Every seven years a winner takes all tournament of assassins takes place somewhere in the world. A slickly produced, intricately arranged and top secret event that attracts the elite in the killing arts. All so that one of them can take out up to 20 of his competitors.
So tell me what do I have to do to hire someone to kill for me the following year with most of the ‘assassins’ section of the Yellow Pages out of business?
This edition is in suburban United Kingdom, with the usual multi-cultural bunch of characters and disarate personalities all showing up to take the cash, including deadly female Lai-Lai Zhen (Kelly Hu), a parkour guy, an American cowboy, some random tough guys whose only variances are in their accents, and carryover champ Joshua Harlow (Ving Rhames), who has only re-entered the competition to enact revenge on his pregnant wife’s killer.
The rules are simple: 30 assassins are dropped in close proximity, all are implanted with tracking devices and a corresponding locator. A time limit of 24 hours is imposed, if a winner is not clear when time expires the remaining implanted devices all explode, meaning no-one wins I guess.
The hosts of the tournament watch in a safe location some ways from the real action via CCTV. A group of IT nerds watch several screen for upcoming conflicts and feed through the appropriate vision to several high rollers who look on in an opulent setting surrounded by high class bimbos and top shelf booze, wagering on the next kill and the ultimate champion.

◆ Tasks to carry out:
- 1) Please translate this sentence from the review into Spanish: "Every seven years a winner takes all tournament of assassins takes place somewhere in the world."
- 2) Return the passage of the review word for word, from "The hosts of" up to and including "the ultimate champion.".

◆ Extracted data:

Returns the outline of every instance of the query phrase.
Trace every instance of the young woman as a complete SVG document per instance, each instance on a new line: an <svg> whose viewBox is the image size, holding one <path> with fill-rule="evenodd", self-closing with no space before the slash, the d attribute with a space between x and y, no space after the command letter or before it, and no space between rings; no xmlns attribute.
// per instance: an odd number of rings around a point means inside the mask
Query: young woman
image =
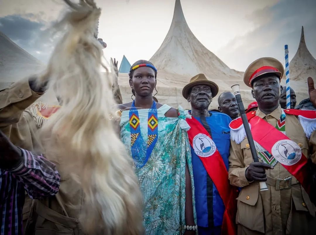
<svg viewBox="0 0 316 235"><path fill-rule="evenodd" d="M143 193L146 234L195 234L188 114L154 101L157 74L149 61L132 66L130 85L135 99L118 106L121 138Z"/></svg>

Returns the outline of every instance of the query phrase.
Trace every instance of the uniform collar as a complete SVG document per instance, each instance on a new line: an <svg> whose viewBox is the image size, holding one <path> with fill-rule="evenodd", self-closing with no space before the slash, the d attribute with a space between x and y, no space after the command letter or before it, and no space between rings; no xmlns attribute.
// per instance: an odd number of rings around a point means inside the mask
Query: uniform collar
<svg viewBox="0 0 316 235"><path fill-rule="evenodd" d="M258 117L261 118L263 118L266 116L269 115L270 116L272 116L277 120L279 120L279 119L280 119L280 117L281 117L281 114L282 113L282 108L281 108L281 106L279 105L278 106L277 108L272 111L272 112L268 114L264 114L264 113L262 111L260 110L260 109L259 109L258 107L258 110L257 110L257 112L256 113L256 115L257 116L258 116Z"/></svg>

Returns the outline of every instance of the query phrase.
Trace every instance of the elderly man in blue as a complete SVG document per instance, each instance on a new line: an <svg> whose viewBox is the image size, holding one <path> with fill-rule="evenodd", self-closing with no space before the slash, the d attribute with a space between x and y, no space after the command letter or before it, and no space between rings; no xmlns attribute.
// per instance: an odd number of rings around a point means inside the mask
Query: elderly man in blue
<svg viewBox="0 0 316 235"><path fill-rule="evenodd" d="M236 190L228 180L231 119L208 111L218 92L215 83L200 74L182 90L191 104L191 119L187 119L195 187L195 208L199 234L235 234Z"/></svg>

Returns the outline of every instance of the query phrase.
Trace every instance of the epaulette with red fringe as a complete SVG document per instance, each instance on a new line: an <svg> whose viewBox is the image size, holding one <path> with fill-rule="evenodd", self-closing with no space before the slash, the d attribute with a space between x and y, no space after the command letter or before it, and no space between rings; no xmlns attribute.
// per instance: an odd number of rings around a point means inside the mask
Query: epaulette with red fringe
<svg viewBox="0 0 316 235"><path fill-rule="evenodd" d="M60 107L58 105L48 106L41 101L35 102L30 106L31 113L34 118L37 128L44 125L46 120Z"/></svg>
<svg viewBox="0 0 316 235"><path fill-rule="evenodd" d="M249 112L246 114L246 116L249 121L256 116L256 111ZM230 139L234 141L237 144L240 144L246 136L241 118L238 118L233 120L230 122L229 126L230 128ZM250 124L249 126L251 129L251 126Z"/></svg>
<svg viewBox="0 0 316 235"><path fill-rule="evenodd" d="M298 117L307 138L310 137L313 132L316 130L316 111L289 109L285 109L284 112L286 114Z"/></svg>

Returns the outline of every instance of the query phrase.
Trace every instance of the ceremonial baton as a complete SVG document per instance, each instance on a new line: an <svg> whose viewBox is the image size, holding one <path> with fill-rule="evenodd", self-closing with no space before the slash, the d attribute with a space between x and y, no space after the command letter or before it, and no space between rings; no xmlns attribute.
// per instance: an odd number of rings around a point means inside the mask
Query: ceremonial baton
<svg viewBox="0 0 316 235"><path fill-rule="evenodd" d="M242 120L244 127L246 131L246 135L247 136L247 138L248 139L248 143L249 143L249 146L250 147L251 154L252 155L252 159L253 159L253 161L254 162L258 162L259 159L258 158L258 155L257 154L257 150L256 150L256 147L255 147L255 144L253 142L253 138L252 138L252 135L251 134L251 132L250 131L250 128L249 127L248 119L247 118L247 116L246 116L245 107L244 107L244 104L242 103L241 96L240 95L240 91L239 90L239 84L235 84L234 85L232 86L231 87L233 92L236 97L236 100L237 100L237 103L239 109L239 111L240 112L241 120ZM268 190L265 182L259 181L259 183L260 186L260 191L265 191Z"/></svg>

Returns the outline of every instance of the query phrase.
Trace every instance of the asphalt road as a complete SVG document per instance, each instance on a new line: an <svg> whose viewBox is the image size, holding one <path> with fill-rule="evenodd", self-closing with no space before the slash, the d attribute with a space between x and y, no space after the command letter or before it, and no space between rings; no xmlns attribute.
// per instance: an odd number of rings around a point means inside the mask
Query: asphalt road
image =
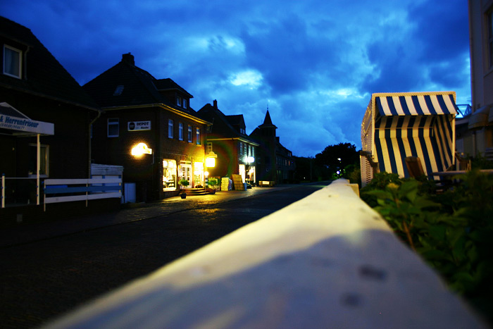
<svg viewBox="0 0 493 329"><path fill-rule="evenodd" d="M163 216L0 247L0 328L42 325L323 186L218 197Z"/></svg>

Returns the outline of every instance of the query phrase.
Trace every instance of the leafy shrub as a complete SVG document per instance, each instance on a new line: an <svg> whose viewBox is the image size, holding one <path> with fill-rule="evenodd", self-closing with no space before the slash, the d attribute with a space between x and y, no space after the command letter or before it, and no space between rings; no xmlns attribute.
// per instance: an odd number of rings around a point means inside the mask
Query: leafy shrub
<svg viewBox="0 0 493 329"><path fill-rule="evenodd" d="M491 316L493 175L468 171L441 194L433 182L396 176L376 175L361 190L362 199L452 290Z"/></svg>

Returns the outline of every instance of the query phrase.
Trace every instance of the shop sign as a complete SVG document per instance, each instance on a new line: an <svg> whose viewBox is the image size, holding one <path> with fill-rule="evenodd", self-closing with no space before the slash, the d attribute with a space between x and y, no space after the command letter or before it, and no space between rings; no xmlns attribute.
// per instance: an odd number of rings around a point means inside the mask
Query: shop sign
<svg viewBox="0 0 493 329"><path fill-rule="evenodd" d="M0 128L37 134L54 135L54 125L50 123L0 114Z"/></svg>
<svg viewBox="0 0 493 329"><path fill-rule="evenodd" d="M150 130L151 121L130 121L127 128L128 131Z"/></svg>

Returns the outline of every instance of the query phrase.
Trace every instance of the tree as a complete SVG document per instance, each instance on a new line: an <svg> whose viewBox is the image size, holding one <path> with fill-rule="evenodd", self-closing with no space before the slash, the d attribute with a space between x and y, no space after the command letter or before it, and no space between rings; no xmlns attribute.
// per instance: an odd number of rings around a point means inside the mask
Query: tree
<svg viewBox="0 0 493 329"><path fill-rule="evenodd" d="M315 161L318 165L326 166L332 174L340 175L347 166L359 163L359 155L356 145L339 143L325 147L315 156Z"/></svg>

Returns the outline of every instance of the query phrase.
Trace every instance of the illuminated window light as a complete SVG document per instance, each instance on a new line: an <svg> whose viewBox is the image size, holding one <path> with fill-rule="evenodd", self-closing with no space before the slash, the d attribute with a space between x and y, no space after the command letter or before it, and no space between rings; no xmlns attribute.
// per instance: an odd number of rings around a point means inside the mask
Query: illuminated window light
<svg viewBox="0 0 493 329"><path fill-rule="evenodd" d="M215 158L206 159L206 167L214 167L214 166L216 166L216 159Z"/></svg>

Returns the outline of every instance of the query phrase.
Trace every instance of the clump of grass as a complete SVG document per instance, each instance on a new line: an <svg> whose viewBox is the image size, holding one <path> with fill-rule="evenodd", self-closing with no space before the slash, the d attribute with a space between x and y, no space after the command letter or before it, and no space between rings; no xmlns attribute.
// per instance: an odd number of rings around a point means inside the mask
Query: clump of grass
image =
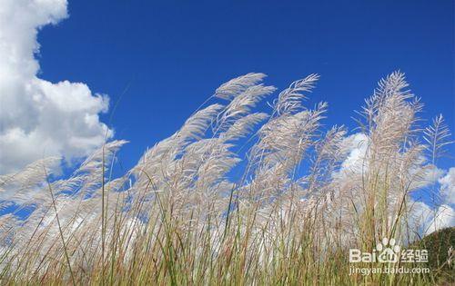
<svg viewBox="0 0 455 286"><path fill-rule="evenodd" d="M348 250L416 237L410 193L428 188L450 133L422 132L404 74L381 80L359 131L327 129L326 103L304 104L318 76L275 88L263 74L222 84L180 130L123 177L109 170L126 141L106 143L67 179L36 162L0 177L5 284L427 284L430 274L349 274ZM449 135L448 135L449 134ZM426 142L422 138L426 139ZM50 170L50 169L49 169ZM236 176L236 172L241 175ZM2 207L6 207L3 202ZM382 267L379 263L366 267Z"/></svg>

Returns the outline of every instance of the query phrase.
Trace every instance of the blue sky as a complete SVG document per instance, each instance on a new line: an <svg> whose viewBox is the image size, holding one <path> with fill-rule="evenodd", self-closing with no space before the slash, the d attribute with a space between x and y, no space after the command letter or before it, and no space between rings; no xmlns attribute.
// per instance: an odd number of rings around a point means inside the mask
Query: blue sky
<svg viewBox="0 0 455 286"><path fill-rule="evenodd" d="M308 104L328 101L328 124L354 126L377 81L400 69L422 116L442 113L455 129L453 1L78 0L68 10L39 34L40 76L84 82L111 106L129 85L112 122L131 142L126 166L248 72L279 89L319 74Z"/></svg>
<svg viewBox="0 0 455 286"><path fill-rule="evenodd" d="M126 167L217 86L248 72L278 89L319 74L308 104L328 101L327 124L354 127L353 111L377 81L400 69L426 104L422 116L442 113L455 130L450 0L77 0L68 11L38 35L39 76L86 83L109 95L110 111L129 86L111 123L116 138L130 141Z"/></svg>

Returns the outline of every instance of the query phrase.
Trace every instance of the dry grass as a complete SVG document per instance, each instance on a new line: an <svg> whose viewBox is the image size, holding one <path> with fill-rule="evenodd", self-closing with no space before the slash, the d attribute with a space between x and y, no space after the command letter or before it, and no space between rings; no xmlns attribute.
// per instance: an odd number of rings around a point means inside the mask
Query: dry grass
<svg viewBox="0 0 455 286"><path fill-rule="evenodd" d="M420 127L422 106L393 73L359 112L358 133L324 131L327 104L303 104L318 75L270 99L270 114L255 112L275 91L264 77L221 85L210 98L219 103L123 177L109 170L125 141L106 143L66 180L50 180L55 158L1 176L1 191L34 209L25 221L0 218L2 284L438 282L432 273L349 275L348 250L415 240L421 222L410 194L434 189L425 178L450 136L442 119Z"/></svg>

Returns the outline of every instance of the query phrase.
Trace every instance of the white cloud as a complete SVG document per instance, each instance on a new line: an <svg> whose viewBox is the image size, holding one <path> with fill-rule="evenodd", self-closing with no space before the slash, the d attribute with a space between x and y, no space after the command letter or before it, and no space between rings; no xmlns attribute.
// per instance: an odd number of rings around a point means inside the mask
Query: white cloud
<svg viewBox="0 0 455 286"><path fill-rule="evenodd" d="M0 173L44 156L83 157L107 132L98 114L108 97L87 85L37 77L38 30L67 17L66 0L2 0L0 5Z"/></svg>
<svg viewBox="0 0 455 286"><path fill-rule="evenodd" d="M439 182L440 183L440 195L445 202L455 204L455 167L449 169Z"/></svg>
<svg viewBox="0 0 455 286"><path fill-rule="evenodd" d="M442 204L434 209L423 202L412 202L411 205L410 222L417 229L422 230L423 234L455 226L455 210L450 205Z"/></svg>

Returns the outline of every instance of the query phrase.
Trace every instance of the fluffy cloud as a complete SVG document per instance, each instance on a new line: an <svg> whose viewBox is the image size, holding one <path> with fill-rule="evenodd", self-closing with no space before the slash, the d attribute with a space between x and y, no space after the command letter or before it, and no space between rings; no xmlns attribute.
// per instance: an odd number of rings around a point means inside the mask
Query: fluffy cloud
<svg viewBox="0 0 455 286"><path fill-rule="evenodd" d="M455 204L455 168L449 169L446 175L439 180L440 183L440 194L444 201L450 204Z"/></svg>
<svg viewBox="0 0 455 286"><path fill-rule="evenodd" d="M66 0L3 0L0 5L0 174L45 156L86 155L112 131L99 121L106 95L85 84L40 79L36 35L67 16Z"/></svg>
<svg viewBox="0 0 455 286"><path fill-rule="evenodd" d="M420 229L423 234L455 226L455 211L450 205L442 204L433 209L423 202L414 202L411 212L413 214L411 223Z"/></svg>

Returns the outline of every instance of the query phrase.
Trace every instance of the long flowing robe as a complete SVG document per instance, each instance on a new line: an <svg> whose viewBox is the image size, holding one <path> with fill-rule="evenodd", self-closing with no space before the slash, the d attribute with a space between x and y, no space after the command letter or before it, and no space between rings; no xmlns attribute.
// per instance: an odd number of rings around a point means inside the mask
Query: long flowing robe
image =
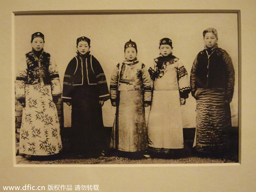
<svg viewBox="0 0 256 192"><path fill-rule="evenodd" d="M87 52L77 53L68 65L63 83L63 102L72 104L70 135L72 150L81 154L102 150L104 135L100 100L109 98L104 72Z"/></svg>
<svg viewBox="0 0 256 192"><path fill-rule="evenodd" d="M235 84L235 71L228 54L218 45L199 52L191 70L190 84L196 100L194 147L203 152L226 150L232 129L229 103Z"/></svg>
<svg viewBox="0 0 256 192"><path fill-rule="evenodd" d="M181 62L171 55L154 60L149 71L154 82L152 104L148 124L148 149L168 153L183 148L180 98L190 92L188 73Z"/></svg>
<svg viewBox="0 0 256 192"><path fill-rule="evenodd" d="M52 96L60 96L57 66L43 51L38 57L32 50L26 54L15 81L18 100L25 99L19 153L34 155L57 153L62 148L60 124Z"/></svg>
<svg viewBox="0 0 256 192"><path fill-rule="evenodd" d="M116 65L110 83L110 99L116 105L111 147L131 152L146 149L144 104L151 103L151 84L145 65L136 59Z"/></svg>

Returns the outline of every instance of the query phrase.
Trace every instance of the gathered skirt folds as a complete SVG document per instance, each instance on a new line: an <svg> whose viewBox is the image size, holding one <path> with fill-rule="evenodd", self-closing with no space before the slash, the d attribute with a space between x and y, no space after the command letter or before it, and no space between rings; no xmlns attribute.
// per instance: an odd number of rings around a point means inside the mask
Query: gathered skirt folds
<svg viewBox="0 0 256 192"><path fill-rule="evenodd" d="M51 86L26 85L25 91L19 153L40 156L59 153L62 148L60 124Z"/></svg>
<svg viewBox="0 0 256 192"><path fill-rule="evenodd" d="M194 146L199 151L220 152L229 147L232 128L229 103L222 89L197 90L196 127Z"/></svg>
<svg viewBox="0 0 256 192"><path fill-rule="evenodd" d="M167 154L183 148L179 91L154 91L148 129L149 151Z"/></svg>
<svg viewBox="0 0 256 192"><path fill-rule="evenodd" d="M141 91L118 91L110 147L124 151L145 149L147 132Z"/></svg>
<svg viewBox="0 0 256 192"><path fill-rule="evenodd" d="M93 153L103 149L102 111L96 85L77 85L73 91L70 150L75 153Z"/></svg>

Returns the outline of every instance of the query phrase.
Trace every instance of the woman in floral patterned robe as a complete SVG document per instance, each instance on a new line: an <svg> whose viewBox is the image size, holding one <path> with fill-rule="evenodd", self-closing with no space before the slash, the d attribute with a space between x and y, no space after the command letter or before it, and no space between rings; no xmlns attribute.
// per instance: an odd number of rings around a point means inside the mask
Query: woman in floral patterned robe
<svg viewBox="0 0 256 192"><path fill-rule="evenodd" d="M60 124L54 102L60 97L57 66L44 51L44 36L32 35L32 51L26 54L15 81L17 100L23 107L19 153L46 156L62 148Z"/></svg>

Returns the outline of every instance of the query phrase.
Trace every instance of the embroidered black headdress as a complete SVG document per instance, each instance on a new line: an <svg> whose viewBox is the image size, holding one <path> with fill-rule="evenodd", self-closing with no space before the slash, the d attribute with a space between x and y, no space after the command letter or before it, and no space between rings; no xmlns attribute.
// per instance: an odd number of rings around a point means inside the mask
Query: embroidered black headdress
<svg viewBox="0 0 256 192"><path fill-rule="evenodd" d="M161 45L169 45L172 48L172 40L169 38L163 38L159 42L159 47Z"/></svg>
<svg viewBox="0 0 256 192"><path fill-rule="evenodd" d="M76 45L78 45L78 43L80 41L86 41L88 43L88 45L90 46L91 43L91 40L89 38L87 38L86 37L81 37L77 38L76 39Z"/></svg>
<svg viewBox="0 0 256 192"><path fill-rule="evenodd" d="M32 34L31 36L31 43L33 42L33 40L36 37L41 37L44 40L44 36L42 33L36 32Z"/></svg>
<svg viewBox="0 0 256 192"><path fill-rule="evenodd" d="M131 39L128 42L126 42L124 44L124 52L125 52L125 49L129 47L133 47L135 48L135 50L136 50L136 52L138 52L137 51L137 45L136 45L136 43L135 42L132 41L132 40Z"/></svg>

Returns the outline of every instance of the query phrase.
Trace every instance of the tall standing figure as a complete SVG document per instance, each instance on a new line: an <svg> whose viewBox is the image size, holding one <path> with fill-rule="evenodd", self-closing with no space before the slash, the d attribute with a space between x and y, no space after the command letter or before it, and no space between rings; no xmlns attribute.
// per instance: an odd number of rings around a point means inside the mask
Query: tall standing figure
<svg viewBox="0 0 256 192"><path fill-rule="evenodd" d="M144 107L151 103L152 85L145 65L137 59L136 44L124 45L125 60L116 65L110 83L110 99L116 106L111 147L123 151L147 147Z"/></svg>
<svg viewBox="0 0 256 192"><path fill-rule="evenodd" d="M60 97L57 66L44 52L44 35L32 35L32 51L26 54L16 78L17 100L23 106L19 152L35 156L59 153L62 148L55 103Z"/></svg>
<svg viewBox="0 0 256 192"><path fill-rule="evenodd" d="M96 156L104 149L101 107L109 94L102 68L90 54L90 43L84 36L76 40L76 55L64 75L62 99L72 105L71 150L79 155Z"/></svg>
<svg viewBox="0 0 256 192"><path fill-rule="evenodd" d="M218 153L229 147L235 71L229 55L218 47L216 30L208 28L203 35L204 49L196 56L190 76L196 100L194 146L199 151Z"/></svg>
<svg viewBox="0 0 256 192"><path fill-rule="evenodd" d="M180 105L190 92L189 78L182 62L172 55L169 38L160 40L161 56L148 70L154 82L148 125L148 150L153 155L168 155L183 148Z"/></svg>

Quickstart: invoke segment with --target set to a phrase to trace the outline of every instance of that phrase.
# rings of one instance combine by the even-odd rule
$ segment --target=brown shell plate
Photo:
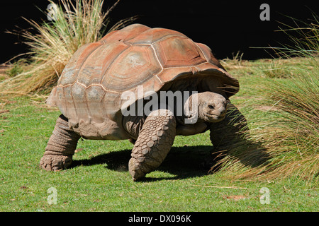
[[[121,109],[123,92],[137,93],[138,85],[142,85],[144,93],[157,92],[171,87],[167,84],[174,81],[191,83],[187,82],[191,78],[200,81],[199,92],[211,90],[218,82],[225,87],[227,97],[239,88],[238,81],[205,44],[174,30],[133,24],[80,47],[65,66],[47,103],[57,106],[70,126],[75,128],[81,122],[86,125],[86,129],[81,129],[82,133],[90,133],[91,130],[93,136],[94,133],[103,136],[90,125],[106,131],[106,126],[112,127],[114,130],[121,126],[115,118]]]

◆ Full solutions:
- 1) Cada siete años se celebra en algún lugar del mundo un torneo de asesinos en el que el ganador se lo lleva todo.

- 2)
The hosts of the tournament watch in a safe location some ways from the real action via CCTV. A group of IT nerds watch several screen for upcoming conflicts and feed through the appropriate vision to several high rollers who look on in an opulent setting surrounded by high class bimbos and top shelf booze, wagering on the next kill and the ultimate champion.